- DIRECTION -
Put every one of the rows below into a Markdown table with two columns, No. and Row, giving each its number and leaving out blank lines.

--------------------

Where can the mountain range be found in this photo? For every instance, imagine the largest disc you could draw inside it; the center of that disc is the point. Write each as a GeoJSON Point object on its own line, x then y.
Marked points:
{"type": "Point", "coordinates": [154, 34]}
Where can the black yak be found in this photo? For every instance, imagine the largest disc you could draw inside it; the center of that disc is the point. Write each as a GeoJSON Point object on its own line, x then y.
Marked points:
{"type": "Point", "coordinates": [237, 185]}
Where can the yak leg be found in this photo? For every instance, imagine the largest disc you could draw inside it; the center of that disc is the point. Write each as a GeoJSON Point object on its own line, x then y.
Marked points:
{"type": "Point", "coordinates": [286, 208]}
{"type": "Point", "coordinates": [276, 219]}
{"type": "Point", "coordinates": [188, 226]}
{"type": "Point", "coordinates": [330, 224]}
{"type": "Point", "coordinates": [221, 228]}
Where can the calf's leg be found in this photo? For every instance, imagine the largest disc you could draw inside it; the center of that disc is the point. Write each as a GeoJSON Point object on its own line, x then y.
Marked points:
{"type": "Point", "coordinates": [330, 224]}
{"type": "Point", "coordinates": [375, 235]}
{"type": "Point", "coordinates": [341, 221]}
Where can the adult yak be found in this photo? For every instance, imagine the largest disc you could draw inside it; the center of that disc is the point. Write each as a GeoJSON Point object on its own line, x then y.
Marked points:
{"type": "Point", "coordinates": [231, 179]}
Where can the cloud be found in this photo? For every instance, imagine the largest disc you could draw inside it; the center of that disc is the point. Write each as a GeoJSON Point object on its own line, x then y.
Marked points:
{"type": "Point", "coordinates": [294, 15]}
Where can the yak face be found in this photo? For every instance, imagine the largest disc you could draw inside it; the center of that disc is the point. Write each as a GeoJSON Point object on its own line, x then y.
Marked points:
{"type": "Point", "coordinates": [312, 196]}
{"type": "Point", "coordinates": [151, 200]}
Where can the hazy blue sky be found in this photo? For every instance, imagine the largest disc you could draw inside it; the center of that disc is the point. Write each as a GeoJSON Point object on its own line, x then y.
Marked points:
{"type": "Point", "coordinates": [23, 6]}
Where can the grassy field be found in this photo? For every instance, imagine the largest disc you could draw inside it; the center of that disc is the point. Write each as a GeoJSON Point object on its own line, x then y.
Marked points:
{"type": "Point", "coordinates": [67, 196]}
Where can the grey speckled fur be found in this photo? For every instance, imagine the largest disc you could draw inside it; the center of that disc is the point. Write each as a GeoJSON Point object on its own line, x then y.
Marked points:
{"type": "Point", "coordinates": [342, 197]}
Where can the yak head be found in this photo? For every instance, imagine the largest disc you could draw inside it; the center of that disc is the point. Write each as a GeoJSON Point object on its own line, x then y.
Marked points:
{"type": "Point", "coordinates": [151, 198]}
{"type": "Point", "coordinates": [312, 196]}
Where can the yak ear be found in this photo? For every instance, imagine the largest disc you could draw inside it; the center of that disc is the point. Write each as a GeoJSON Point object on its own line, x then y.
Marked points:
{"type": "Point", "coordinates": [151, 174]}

--------------------

- PROBLEM SOLUTION -
| No. | Row |
|---|---|
| 1 | Where can the mountain range be found in this photo? For every instance, imagine the largest disc you could draw inside it; the center of that disc is the point. Write each as a GeoJSON Point object on its own line, x then y. |
| 2 | Marked points: |
| 3 | {"type": "Point", "coordinates": [154, 34]} |
| 4 | Where can the black yak be found in this photo? For every instance, imagine the largest disc you could draw inside it; the center of that disc is the point. Write each as a GeoJSON Point object on its own line, x then y. |
| 5 | Marked points: |
| 6 | {"type": "Point", "coordinates": [237, 185]} |
| 7 | Where can the yak leg be found in this photo? For every instance, imagine the largest disc you could draw inside it; the center of that disc is the point. Write each as a GeoJSON Point object on its own line, x then y. |
| 8 | Marked points: |
| 9 | {"type": "Point", "coordinates": [286, 208]} |
| 10 | {"type": "Point", "coordinates": [276, 219]} |
| 11 | {"type": "Point", "coordinates": [188, 226]} |
| 12 | {"type": "Point", "coordinates": [330, 224]} |
| 13 | {"type": "Point", "coordinates": [221, 228]} |
| 14 | Where can the calf's leg be found in this photo? For every instance, imagine the largest disc you could draw inside it; the center of that disc is the point. Write each as a GeoJSON Point object on its own line, x then y. |
| 15 | Marked points: |
| 16 | {"type": "Point", "coordinates": [330, 224]} |
| 17 | {"type": "Point", "coordinates": [375, 235]} |
| 18 | {"type": "Point", "coordinates": [341, 221]} |
| 19 | Where can the adult yak be found in this photo? For every instance, imagine the largest disc you could draw inside it; the center of that disc is the point. Write each as a GeoJSON Point object on its own line, x then y. |
| 20 | Marked points: |
| 21 | {"type": "Point", "coordinates": [231, 179]} |
| 22 | Where can the cloud be found in this photo? For every instance, imagine the largest disc you could draw inside it; the center of that disc is the point. Write each as a GeoJSON Point object on its own line, x then y. |
| 23 | Marked points: |
| 24 | {"type": "Point", "coordinates": [294, 15]} |
| 25 | Where can the yak face be found in this photo? For every instance, imagine the largest disc you could draw inside it; the center of that disc is the point. Write each as a GeoJSON Point object on its own line, x then y. |
| 26 | Marked points: |
| 27 | {"type": "Point", "coordinates": [312, 196]} |
| 28 | {"type": "Point", "coordinates": [151, 200]} |
| 29 | Where can the hazy blue sky be found in this photo? For every instance, imagine the largest disc you could draw inside it; the center of that disc is the point. Write each as a GeoJSON Point object on its own line, x then y. |
| 30 | Marked points: |
| 31 | {"type": "Point", "coordinates": [23, 6]} |
| 32 | Where can the grassy field be found in this photo? For every instance, imagine the largest disc you could draw inside it; the center of that disc is the point. Write each as a GeoJSON Point object on its own line, x then y. |
| 33 | Marked points: |
| 34 | {"type": "Point", "coordinates": [67, 196]} |
| 35 | Where can the grey speckled fur be found in this photo? For every instance, imagine the largest disc you could draw inside it; the center of that disc is the point. Write each as a GeoJSON Point object on its own line, x then y. |
| 36 | Marked points: |
| 37 | {"type": "Point", "coordinates": [342, 197]} |
| 38 | Where can the yak head be found in this photo? For every instance, imagine the largest disc you could draw inside it; the center of that disc is the point. Write each as a GeoJSON Point object on its own line, x then y. |
| 39 | Marked points: |
| 40 | {"type": "Point", "coordinates": [151, 198]} |
| 41 | {"type": "Point", "coordinates": [312, 196]} |
| 42 | Where can the yak ear be found in this photo? For every instance, imagine the largest disc you could draw inside it; the center of that disc is the point. Write each as a GeoJSON Point object on its own line, x then y. |
| 43 | Marked points: |
| 44 | {"type": "Point", "coordinates": [151, 174]} |